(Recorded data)

***

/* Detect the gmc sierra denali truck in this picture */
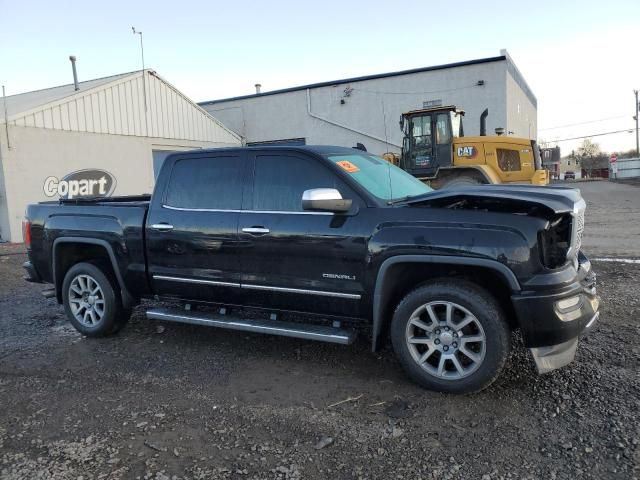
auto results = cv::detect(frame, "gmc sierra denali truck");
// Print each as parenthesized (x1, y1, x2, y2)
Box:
(23, 146, 599, 393)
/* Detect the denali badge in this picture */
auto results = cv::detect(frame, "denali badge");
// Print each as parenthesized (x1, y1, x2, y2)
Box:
(44, 169, 117, 199)
(323, 273, 356, 280)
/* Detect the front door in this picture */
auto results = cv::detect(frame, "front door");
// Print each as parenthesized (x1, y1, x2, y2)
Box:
(146, 151, 246, 304)
(239, 151, 367, 318)
(434, 112, 453, 168)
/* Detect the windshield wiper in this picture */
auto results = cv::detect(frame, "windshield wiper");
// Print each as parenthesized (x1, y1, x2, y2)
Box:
(387, 195, 413, 205)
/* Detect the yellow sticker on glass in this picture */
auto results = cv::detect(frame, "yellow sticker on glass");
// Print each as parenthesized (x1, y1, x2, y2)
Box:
(336, 160, 360, 173)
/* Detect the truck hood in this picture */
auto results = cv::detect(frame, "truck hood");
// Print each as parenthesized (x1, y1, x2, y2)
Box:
(403, 185, 583, 216)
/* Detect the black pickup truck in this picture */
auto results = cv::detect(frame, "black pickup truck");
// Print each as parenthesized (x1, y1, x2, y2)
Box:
(23, 146, 599, 393)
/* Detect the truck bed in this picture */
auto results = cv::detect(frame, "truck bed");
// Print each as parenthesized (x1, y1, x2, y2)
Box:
(25, 197, 151, 298)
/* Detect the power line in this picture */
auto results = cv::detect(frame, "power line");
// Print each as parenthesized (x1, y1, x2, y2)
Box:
(546, 129, 634, 143)
(539, 115, 629, 131)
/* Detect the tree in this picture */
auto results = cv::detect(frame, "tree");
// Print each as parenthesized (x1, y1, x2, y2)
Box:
(576, 139, 607, 178)
(577, 139, 600, 158)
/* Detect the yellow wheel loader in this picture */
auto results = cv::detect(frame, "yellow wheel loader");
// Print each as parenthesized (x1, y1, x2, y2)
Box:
(387, 106, 548, 188)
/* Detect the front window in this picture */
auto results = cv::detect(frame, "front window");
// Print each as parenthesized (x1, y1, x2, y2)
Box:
(253, 154, 342, 212)
(325, 153, 433, 201)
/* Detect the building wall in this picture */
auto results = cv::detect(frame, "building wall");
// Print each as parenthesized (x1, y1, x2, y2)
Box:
(0, 125, 240, 242)
(505, 70, 537, 139)
(203, 58, 537, 156)
(559, 156, 583, 179)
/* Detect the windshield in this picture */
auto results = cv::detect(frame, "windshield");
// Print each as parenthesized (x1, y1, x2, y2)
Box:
(325, 153, 433, 201)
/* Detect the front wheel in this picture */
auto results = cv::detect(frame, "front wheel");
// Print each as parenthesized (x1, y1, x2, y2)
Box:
(439, 175, 483, 189)
(62, 262, 130, 337)
(391, 280, 511, 394)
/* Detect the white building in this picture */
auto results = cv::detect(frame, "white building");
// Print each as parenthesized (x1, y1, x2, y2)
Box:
(201, 50, 536, 154)
(0, 70, 241, 242)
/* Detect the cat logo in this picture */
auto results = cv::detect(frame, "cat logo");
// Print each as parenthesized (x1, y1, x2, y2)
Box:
(457, 146, 478, 158)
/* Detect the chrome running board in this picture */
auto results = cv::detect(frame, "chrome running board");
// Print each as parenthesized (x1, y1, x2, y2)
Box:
(146, 308, 356, 345)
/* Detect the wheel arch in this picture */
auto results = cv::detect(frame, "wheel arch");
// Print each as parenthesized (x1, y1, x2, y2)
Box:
(371, 255, 521, 352)
(52, 237, 134, 308)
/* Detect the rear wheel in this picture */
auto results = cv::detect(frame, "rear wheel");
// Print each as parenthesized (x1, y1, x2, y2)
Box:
(62, 262, 130, 337)
(391, 279, 510, 394)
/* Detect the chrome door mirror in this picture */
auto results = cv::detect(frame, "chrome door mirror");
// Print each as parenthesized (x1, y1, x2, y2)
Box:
(302, 188, 352, 213)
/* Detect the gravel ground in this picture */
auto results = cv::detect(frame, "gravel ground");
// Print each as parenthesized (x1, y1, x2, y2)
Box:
(1, 181, 639, 479)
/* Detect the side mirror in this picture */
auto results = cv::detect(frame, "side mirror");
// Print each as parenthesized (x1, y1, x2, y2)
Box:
(302, 188, 352, 213)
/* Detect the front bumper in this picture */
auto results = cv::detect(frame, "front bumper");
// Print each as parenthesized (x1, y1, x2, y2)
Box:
(511, 253, 599, 373)
(529, 311, 598, 373)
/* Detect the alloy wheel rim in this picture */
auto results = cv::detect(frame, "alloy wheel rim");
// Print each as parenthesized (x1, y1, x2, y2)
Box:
(68, 274, 105, 327)
(405, 301, 486, 380)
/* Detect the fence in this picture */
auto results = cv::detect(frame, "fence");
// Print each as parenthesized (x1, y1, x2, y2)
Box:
(611, 158, 640, 179)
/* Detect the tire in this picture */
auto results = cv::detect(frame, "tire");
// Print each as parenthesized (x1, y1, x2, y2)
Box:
(62, 262, 130, 337)
(440, 175, 483, 189)
(390, 279, 510, 394)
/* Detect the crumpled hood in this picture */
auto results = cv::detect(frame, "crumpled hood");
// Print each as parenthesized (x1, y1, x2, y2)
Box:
(404, 184, 583, 215)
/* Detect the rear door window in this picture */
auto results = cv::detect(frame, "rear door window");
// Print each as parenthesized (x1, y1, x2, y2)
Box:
(165, 156, 243, 210)
(252, 154, 343, 212)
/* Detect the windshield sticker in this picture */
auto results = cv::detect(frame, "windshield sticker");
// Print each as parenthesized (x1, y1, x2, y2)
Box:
(336, 160, 360, 173)
(415, 155, 431, 167)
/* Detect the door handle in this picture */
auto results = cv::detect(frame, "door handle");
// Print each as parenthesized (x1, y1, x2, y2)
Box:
(150, 223, 174, 232)
(242, 227, 270, 235)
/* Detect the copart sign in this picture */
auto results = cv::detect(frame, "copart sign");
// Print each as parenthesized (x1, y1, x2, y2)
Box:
(44, 169, 116, 199)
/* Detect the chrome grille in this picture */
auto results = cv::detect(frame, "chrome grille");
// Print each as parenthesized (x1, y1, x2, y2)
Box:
(574, 208, 584, 254)
(569, 199, 586, 262)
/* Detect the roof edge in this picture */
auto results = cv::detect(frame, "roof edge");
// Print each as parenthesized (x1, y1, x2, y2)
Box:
(148, 71, 242, 141)
(199, 55, 507, 106)
(2, 69, 144, 99)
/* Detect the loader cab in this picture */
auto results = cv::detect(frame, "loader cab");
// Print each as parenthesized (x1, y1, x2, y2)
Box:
(399, 106, 464, 178)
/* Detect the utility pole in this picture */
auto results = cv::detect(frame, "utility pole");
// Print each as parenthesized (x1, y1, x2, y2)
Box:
(132, 27, 148, 136)
(634, 89, 639, 156)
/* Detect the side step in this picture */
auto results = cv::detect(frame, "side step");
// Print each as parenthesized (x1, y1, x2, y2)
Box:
(146, 308, 356, 345)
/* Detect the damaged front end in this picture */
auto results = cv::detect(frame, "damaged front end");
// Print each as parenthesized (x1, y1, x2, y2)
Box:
(403, 185, 598, 374)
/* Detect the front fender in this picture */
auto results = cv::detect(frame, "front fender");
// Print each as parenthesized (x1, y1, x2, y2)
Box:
(370, 254, 521, 352)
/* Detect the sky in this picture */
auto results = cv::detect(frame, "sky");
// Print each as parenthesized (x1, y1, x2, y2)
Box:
(1, 0, 639, 154)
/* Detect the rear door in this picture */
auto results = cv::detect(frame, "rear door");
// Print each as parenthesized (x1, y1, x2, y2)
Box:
(239, 151, 367, 318)
(145, 151, 246, 303)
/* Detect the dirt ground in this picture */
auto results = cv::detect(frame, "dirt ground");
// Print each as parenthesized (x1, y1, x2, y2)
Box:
(1, 181, 639, 480)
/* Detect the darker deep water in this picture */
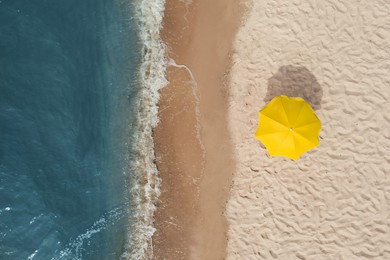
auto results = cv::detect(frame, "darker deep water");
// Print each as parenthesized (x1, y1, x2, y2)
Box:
(0, 0, 140, 259)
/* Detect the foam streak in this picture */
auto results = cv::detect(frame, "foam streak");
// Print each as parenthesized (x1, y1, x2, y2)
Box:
(121, 0, 168, 259)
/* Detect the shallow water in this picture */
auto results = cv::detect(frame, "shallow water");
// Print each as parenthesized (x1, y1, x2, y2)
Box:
(0, 0, 141, 258)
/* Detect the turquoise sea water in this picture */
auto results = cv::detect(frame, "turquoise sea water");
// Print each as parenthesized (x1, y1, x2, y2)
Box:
(0, 0, 148, 259)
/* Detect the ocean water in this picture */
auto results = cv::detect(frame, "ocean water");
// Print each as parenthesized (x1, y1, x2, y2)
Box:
(0, 0, 166, 259)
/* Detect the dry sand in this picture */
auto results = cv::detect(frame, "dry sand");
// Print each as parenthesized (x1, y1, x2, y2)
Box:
(227, 0, 390, 259)
(152, 0, 242, 259)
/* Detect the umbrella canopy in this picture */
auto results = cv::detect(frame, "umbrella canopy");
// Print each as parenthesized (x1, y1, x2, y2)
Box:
(254, 95, 321, 160)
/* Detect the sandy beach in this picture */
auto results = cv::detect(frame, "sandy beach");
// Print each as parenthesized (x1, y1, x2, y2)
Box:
(152, 0, 242, 259)
(226, 0, 390, 259)
(152, 0, 390, 259)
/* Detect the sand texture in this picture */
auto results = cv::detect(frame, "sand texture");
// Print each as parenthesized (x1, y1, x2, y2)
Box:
(227, 0, 390, 259)
(152, 0, 242, 259)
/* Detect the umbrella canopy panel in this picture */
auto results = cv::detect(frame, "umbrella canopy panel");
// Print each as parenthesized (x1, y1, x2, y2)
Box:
(255, 95, 321, 160)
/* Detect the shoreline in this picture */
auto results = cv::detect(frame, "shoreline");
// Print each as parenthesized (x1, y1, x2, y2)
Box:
(152, 0, 243, 258)
(128, 0, 167, 258)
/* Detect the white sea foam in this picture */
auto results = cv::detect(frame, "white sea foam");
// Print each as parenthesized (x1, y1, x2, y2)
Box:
(121, 0, 168, 259)
(53, 207, 124, 260)
(27, 250, 38, 260)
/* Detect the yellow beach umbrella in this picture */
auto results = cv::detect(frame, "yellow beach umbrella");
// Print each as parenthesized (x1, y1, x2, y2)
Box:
(254, 95, 321, 160)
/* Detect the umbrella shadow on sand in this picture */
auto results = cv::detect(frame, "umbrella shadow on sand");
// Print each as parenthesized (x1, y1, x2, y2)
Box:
(264, 65, 323, 110)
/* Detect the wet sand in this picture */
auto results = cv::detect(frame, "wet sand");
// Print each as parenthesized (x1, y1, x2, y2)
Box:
(152, 0, 243, 259)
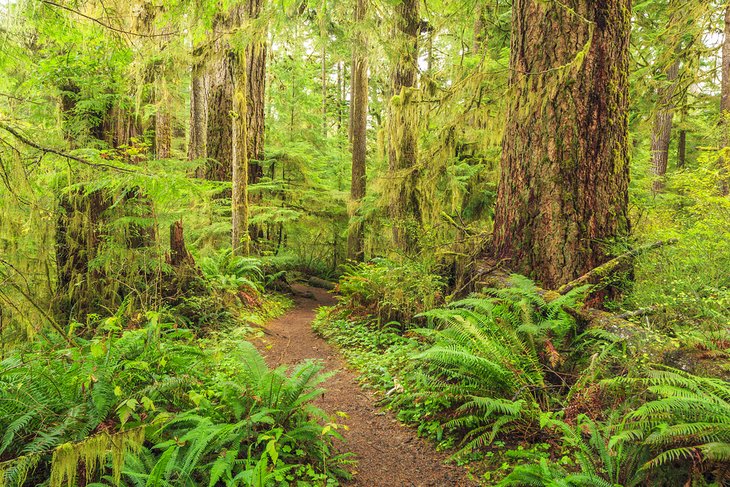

***

## What is being asked
The expected output is an exact copy of the lines from the top of the data above through the line containing "badge in this picture */", both included, with every picture omitted.

## Task output
/* Detect the gmc sierra denali truck in this picture */
auto results = cv::detect(frame, "gmc sierra denali truck");
// Print each as parenthesized (x1, y1, x2, y2)
Box:
(23, 146, 599, 393)
/* Detect the denali badge in this picture */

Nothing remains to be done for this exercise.